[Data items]
** BEGIN **

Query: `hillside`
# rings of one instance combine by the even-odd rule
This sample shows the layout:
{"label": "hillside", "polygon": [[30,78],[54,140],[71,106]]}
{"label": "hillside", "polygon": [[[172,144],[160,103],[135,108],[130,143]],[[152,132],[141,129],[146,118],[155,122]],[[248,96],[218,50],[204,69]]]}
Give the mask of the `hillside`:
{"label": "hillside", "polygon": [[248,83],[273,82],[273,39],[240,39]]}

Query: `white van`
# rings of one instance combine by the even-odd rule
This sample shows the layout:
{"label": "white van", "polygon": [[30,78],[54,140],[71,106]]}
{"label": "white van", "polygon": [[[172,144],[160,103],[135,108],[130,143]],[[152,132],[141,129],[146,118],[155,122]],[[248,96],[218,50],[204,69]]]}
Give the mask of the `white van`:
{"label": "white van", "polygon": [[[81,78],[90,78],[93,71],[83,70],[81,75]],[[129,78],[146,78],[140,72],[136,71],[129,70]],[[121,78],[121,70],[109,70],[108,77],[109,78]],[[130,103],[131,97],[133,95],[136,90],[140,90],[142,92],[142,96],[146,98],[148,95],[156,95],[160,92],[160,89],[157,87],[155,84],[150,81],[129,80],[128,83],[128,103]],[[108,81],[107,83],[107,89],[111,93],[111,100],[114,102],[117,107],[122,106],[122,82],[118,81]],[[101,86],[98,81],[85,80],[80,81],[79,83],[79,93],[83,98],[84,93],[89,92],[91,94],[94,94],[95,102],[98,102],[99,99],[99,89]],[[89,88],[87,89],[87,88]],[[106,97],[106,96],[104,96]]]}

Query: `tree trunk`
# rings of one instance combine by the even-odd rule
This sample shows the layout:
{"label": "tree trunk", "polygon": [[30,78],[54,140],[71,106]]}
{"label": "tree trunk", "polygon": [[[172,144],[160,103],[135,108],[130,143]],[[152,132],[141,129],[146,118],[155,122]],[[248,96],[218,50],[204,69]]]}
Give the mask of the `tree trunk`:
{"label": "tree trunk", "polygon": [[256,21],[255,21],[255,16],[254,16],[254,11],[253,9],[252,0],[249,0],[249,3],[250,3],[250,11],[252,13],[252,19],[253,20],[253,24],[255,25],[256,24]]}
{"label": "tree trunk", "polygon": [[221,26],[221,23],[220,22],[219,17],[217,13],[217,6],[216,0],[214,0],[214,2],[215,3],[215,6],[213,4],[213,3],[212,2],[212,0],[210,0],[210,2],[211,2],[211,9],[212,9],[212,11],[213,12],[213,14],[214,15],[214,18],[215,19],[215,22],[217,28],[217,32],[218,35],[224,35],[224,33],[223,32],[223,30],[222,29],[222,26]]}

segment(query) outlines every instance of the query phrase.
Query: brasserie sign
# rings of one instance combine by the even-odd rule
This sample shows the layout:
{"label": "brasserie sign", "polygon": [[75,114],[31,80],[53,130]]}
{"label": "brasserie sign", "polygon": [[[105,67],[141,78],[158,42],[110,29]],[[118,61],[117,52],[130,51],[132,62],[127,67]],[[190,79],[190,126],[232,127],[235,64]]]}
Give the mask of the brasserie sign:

** END **

» **REQUIREMENTS**
Reproduce every line of the listing above verbatim, keeping its order, spacing and punctuation unchanged.

» **WRITTEN RESPONSE**
Query: `hillside`
# rings of one instance combine by the even-odd rule
This sample shows the layout:
{"label": "hillside", "polygon": [[30,78],[54,140],[71,106]]}
{"label": "hillside", "polygon": [[[172,144],[160,103],[135,108],[130,143]],[[152,132],[141,129],[146,118],[155,122]],[[248,96],[218,50],[204,69]]]}
Give the mask of the `hillside`:
{"label": "hillside", "polygon": [[248,83],[273,82],[273,39],[240,39]]}

Query: `white van`
# rings of one instance combine by the even-odd rule
This sample shows the layout:
{"label": "white van", "polygon": [[30,78],[54,140],[71,106]]}
{"label": "white van", "polygon": [[[172,144],[160,103],[135,108],[130,143]],[[152,132],[141,129],[146,118],[155,122]],[[248,96],[218,50],[204,69]]]}
Give the mask of the `white van`:
{"label": "white van", "polygon": [[[81,78],[90,78],[93,71],[83,70],[81,75]],[[129,78],[146,78],[140,72],[136,71],[129,70]],[[121,78],[121,70],[109,70],[108,77],[109,78]],[[130,103],[131,97],[133,95],[136,90],[140,90],[142,92],[142,96],[146,98],[148,95],[156,95],[160,92],[160,89],[157,87],[155,84],[150,81],[129,80],[128,83],[128,103]],[[108,81],[107,83],[107,89],[111,93],[111,100],[114,102],[117,107],[122,106],[122,82],[118,81]],[[101,86],[98,81],[85,80],[80,81],[79,83],[79,93],[83,98],[84,93],[89,92],[91,94],[94,94],[95,102],[98,102],[99,99],[99,89]],[[89,88],[87,89],[87,88]],[[106,97],[106,96],[104,96]]]}

Query: `tree trunk`
# rings of one instance combine by the even-odd rule
This sample shows the layout:
{"label": "tree trunk", "polygon": [[30,78],[54,140],[71,106]]}
{"label": "tree trunk", "polygon": [[[172,144],[160,103],[135,108],[130,143]],[[152,132],[141,129],[146,118],[155,122]],[[248,96],[218,50],[204,69]]]}
Give the mask of the `tree trunk`:
{"label": "tree trunk", "polygon": [[256,21],[255,21],[255,16],[254,16],[254,11],[253,9],[252,0],[249,0],[249,3],[250,3],[250,11],[252,13],[252,19],[253,20],[253,24],[255,25],[256,24]]}
{"label": "tree trunk", "polygon": [[221,26],[221,23],[220,22],[219,17],[217,13],[217,6],[216,0],[214,0],[214,2],[215,3],[215,6],[213,4],[213,3],[212,2],[212,0],[210,0],[210,2],[211,2],[211,9],[212,9],[212,11],[213,12],[213,14],[214,15],[214,18],[215,19],[215,22],[217,28],[217,32],[218,35],[224,35],[224,33],[223,32],[223,30],[222,29],[222,26]]}

segment(query) outlines every instance of the query phrase.
Query: brasserie sign
# rings of one instance combine by the even-odd rule
This sample shows the layout:
{"label": "brasserie sign", "polygon": [[75,114],[31,80],[53,130]]}
{"label": "brasserie sign", "polygon": [[[105,67],[141,78],[158,42],[110,29]],[[118,61],[117,52],[130,51],[132,62],[127,67]],[[190,79],[190,126],[232,127],[235,64]]]}
Give the mask of the brasserie sign:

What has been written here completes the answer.